- _Textauszug_
________________________________________
Die poetische Erzählstimme von Jirka mochte ich sehr gerne. Gleichzeitig zart und brutal schmerzhaft entwickelt sich ein Sog, der mich das Buch in kürzester Zeit hat lesen lassen. Teilweise war ich überfordert davon, dass alle Familienmitglieder und andere Protagonisten meist beim Vornamen genannt werden und ohne Erklärung eingeführt werden. Außerdem sind die Erinnerungsschnipsel häufig so dicht in die Gegenwartserzählung eingewoben, dass mir teilweise nicht klar war, in welcher Zeit wir uns gerade befinden. Hier hätte ich mir eine optisch klarere Unterscheidbarkeit gewünscht.
Am Ende bleiben für mich zahlreiche Leerstellen und das unbefriedigende Gefühl, dass manche interessanten Themen nur angekratzt, aber nicht weiter erläutert wurden. Wie z.B. die Umstände des Todes der Mutter, ihre Vergangenheit als Flüchtling, wie die Familie zu dem landwirtschaftlichen Gut gekommen ist. Hier frage ich mich, ob man mit mehr Hintergrundwissen, von dem ich allerdings nicht glaube, dass es der Großteil der Leser*innen mitbringt, noch besser in die Erzählung vordringen könnte.
________________________________________
- _Aufgabe 1_
Übernimm aus der Buchbesprechung wörtlich den Abschnitt von „Am Ende bleiben“ bis einschließlich „Erzählung vordringen könnte.“.
- _Aufgabe 2_
Schreib die Buchbesprechung im Anschluss an ihren letzten Satz weiter.

Daten zur Objekterkennung:
________________________________________
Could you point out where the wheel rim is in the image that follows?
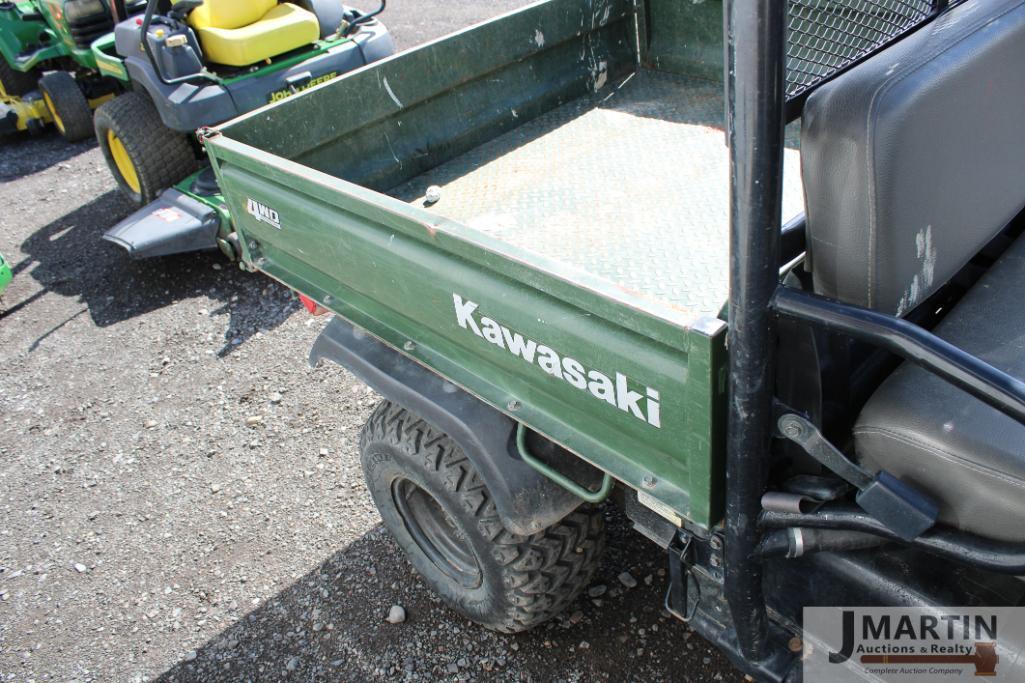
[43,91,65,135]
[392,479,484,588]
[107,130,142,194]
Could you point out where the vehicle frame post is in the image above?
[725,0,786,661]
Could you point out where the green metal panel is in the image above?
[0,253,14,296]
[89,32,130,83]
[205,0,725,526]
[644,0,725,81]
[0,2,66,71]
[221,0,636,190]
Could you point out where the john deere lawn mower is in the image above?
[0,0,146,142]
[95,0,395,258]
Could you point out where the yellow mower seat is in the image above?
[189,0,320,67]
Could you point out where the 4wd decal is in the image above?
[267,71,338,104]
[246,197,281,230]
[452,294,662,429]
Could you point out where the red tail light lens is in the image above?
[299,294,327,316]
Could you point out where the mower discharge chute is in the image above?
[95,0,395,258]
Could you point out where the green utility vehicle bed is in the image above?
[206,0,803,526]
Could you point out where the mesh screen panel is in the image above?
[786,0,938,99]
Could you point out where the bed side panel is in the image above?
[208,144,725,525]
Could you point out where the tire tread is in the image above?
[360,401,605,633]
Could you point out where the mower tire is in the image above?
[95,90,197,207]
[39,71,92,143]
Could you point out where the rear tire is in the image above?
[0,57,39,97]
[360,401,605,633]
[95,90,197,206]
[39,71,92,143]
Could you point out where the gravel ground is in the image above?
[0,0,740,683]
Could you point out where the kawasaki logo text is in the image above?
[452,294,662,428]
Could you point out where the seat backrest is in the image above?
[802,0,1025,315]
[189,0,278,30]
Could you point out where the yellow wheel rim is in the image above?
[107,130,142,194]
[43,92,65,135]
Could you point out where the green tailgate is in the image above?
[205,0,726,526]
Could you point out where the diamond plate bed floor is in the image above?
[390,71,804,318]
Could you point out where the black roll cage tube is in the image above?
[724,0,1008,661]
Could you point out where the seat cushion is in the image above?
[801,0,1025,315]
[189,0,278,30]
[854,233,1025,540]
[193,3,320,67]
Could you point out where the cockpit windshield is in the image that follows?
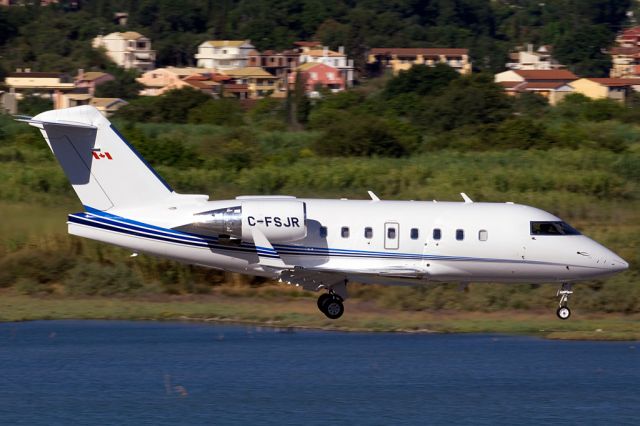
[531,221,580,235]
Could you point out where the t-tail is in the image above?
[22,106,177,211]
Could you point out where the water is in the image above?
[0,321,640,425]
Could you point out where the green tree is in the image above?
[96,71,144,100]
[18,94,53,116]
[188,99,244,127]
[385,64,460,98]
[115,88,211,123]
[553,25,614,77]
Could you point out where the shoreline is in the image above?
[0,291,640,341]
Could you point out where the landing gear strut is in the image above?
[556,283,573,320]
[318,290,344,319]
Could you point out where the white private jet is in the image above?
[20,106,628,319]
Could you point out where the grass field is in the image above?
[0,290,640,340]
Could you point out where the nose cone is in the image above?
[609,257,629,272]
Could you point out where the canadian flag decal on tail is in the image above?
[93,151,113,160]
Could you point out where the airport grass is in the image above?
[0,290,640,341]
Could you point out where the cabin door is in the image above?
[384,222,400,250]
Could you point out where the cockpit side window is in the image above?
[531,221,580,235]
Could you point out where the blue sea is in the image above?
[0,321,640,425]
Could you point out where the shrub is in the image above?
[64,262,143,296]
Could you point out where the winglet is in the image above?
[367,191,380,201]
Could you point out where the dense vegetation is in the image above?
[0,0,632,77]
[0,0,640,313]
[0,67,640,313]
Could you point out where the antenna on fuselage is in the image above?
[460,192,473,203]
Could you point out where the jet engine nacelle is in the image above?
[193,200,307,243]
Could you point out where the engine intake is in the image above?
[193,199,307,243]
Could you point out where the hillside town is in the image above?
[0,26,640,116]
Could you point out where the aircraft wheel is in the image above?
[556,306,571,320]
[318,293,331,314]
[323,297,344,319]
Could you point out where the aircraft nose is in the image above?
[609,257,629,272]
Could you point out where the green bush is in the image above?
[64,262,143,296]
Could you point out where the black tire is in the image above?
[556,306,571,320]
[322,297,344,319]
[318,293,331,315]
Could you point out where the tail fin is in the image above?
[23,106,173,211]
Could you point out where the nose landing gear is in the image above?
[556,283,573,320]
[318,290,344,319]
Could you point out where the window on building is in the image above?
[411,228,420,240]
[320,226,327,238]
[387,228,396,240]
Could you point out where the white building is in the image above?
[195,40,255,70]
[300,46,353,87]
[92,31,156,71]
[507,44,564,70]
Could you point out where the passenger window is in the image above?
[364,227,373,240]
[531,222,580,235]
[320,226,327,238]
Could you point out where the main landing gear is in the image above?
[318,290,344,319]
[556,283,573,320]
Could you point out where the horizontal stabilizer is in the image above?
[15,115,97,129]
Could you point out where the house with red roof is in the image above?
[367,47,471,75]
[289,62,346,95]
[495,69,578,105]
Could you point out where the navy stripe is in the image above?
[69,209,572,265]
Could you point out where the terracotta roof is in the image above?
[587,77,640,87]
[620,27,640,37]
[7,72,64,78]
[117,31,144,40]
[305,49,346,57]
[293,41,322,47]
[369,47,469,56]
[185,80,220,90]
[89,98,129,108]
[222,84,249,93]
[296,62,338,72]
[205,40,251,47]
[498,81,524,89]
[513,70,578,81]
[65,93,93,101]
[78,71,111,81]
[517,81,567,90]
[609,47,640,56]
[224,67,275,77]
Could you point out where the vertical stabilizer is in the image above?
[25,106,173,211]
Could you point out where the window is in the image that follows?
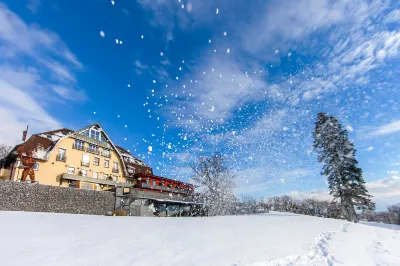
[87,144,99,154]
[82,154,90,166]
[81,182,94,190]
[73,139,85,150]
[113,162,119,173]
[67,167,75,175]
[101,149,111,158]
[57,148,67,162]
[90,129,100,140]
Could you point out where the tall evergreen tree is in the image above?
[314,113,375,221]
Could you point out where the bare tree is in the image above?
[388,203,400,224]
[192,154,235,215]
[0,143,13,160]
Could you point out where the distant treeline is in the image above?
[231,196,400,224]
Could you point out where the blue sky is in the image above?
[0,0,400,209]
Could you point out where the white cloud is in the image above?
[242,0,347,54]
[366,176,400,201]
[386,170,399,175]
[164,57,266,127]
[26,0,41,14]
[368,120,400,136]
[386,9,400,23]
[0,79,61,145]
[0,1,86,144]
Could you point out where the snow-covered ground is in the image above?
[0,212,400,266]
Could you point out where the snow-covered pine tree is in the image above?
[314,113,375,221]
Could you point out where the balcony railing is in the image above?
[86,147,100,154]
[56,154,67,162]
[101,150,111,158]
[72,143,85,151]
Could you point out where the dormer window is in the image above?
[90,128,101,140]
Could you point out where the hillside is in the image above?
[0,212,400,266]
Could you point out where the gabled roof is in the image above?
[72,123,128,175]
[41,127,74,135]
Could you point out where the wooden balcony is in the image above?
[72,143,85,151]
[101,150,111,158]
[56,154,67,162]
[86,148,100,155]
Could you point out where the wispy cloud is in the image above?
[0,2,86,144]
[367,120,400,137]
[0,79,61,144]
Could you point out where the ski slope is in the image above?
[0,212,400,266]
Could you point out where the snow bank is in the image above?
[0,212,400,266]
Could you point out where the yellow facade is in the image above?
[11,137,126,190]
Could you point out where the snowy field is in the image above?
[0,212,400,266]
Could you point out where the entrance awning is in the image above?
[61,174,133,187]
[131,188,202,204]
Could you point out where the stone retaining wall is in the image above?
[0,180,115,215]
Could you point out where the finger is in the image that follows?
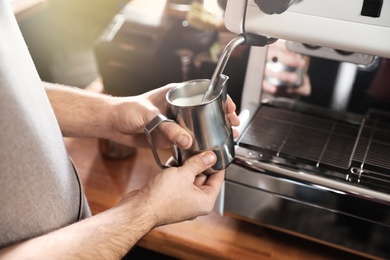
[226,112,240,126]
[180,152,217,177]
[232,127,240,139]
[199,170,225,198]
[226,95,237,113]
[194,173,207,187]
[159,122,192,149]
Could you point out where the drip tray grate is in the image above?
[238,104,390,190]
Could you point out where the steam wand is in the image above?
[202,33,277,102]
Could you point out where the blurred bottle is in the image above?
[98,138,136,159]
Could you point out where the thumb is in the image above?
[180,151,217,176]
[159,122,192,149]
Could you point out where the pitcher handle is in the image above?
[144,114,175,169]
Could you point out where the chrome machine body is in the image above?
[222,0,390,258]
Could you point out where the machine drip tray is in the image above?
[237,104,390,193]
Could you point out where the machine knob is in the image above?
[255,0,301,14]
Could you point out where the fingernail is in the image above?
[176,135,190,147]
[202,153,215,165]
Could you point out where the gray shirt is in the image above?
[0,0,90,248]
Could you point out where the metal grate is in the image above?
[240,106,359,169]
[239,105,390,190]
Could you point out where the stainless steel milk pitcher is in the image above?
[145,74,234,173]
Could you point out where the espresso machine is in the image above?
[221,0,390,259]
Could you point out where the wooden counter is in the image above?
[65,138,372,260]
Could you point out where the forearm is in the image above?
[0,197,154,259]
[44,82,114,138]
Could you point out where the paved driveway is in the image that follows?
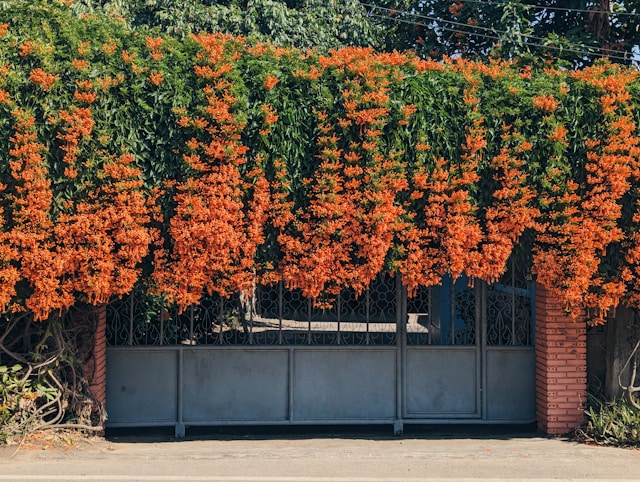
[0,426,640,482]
________________________________________
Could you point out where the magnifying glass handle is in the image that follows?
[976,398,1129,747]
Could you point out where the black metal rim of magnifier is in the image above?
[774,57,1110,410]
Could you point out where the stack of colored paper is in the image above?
________________________________________
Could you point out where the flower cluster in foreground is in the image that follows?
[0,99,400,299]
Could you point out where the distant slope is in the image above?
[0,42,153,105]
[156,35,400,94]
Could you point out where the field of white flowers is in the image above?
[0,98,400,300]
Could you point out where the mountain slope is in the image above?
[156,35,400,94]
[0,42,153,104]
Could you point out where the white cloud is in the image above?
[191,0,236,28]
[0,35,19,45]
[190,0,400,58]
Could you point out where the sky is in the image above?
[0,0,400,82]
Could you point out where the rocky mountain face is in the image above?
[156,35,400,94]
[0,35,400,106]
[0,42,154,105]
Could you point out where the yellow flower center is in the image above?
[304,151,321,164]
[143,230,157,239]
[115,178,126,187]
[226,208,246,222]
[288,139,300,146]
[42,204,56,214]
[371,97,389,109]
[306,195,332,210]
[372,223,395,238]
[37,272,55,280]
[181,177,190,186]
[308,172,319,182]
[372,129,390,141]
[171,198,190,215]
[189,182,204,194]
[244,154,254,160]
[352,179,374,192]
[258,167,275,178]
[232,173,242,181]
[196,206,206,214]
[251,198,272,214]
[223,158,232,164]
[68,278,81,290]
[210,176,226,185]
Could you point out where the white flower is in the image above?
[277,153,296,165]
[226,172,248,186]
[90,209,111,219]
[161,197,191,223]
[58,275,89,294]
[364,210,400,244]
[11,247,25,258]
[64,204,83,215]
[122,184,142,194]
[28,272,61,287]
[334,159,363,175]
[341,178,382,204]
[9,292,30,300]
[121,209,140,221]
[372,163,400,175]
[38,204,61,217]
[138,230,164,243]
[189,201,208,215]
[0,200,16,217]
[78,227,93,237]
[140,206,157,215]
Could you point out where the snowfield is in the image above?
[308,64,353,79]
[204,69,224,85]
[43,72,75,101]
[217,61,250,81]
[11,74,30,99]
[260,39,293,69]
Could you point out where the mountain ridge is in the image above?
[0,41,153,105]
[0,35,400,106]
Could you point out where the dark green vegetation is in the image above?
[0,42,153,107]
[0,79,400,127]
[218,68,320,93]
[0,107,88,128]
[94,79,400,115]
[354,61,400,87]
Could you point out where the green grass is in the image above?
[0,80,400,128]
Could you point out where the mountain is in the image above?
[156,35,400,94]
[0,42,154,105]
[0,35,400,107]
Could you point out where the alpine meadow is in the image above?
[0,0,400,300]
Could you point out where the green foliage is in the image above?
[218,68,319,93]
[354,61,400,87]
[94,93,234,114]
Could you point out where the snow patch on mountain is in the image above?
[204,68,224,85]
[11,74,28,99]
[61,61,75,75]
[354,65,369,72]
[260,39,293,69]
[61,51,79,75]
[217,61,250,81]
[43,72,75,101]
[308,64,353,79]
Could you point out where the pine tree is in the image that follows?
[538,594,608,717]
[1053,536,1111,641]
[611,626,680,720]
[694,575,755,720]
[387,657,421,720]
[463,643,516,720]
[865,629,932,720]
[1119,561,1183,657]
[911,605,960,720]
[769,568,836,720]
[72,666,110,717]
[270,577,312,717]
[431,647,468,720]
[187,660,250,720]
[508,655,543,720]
________________________________________
- _Ergebnis 1_
Am Ende bleiben für mich zahlreiche Leerstellen und das unbefriedigende Gefühl, dass manche interessanten Themen nur angekratzt, aber nicht weiter erläutert wurden. Wie z.B. die Umstände des Todes der Mutter, ihre Vergangenheit als Flüchtling, wie die Familie zu dem landwirtschaftlichen Gut gekommen ist. Hier frage ich mich, ob man mit mehr Hintergrundwissen, von dem ich allerdings nicht glaube, dass es der Großteil der Leser*innen mitbringt, noch besser in die Erzählung vordringen könnte.

- _Ergebnis 2_
Das leuchtende Cover kann nicht darüber hinwegtäuschen, dass die Themen des Romans eher schwer und schmerzhaft sind. Julja Linhof gelingt es, tiefschürfende Verletzungen und starke Emotionen mit einer ganz besonderen Erzählstimme zu transportieren; ruhig, melancholisch, bedrückend und, trotz allem, irgendwie leicht. Diese einfühlsame Art vermittelt auch die queere Komponente des Buchs sehr gelungen. Leser sollten kein Problem damit haben, dass viele Dinge nicht auserzählt werden und besser kein Happy End erwarten. Wer Triggerwarnungen befürwortet, würde sich hier vermutlich mehrere wünschen.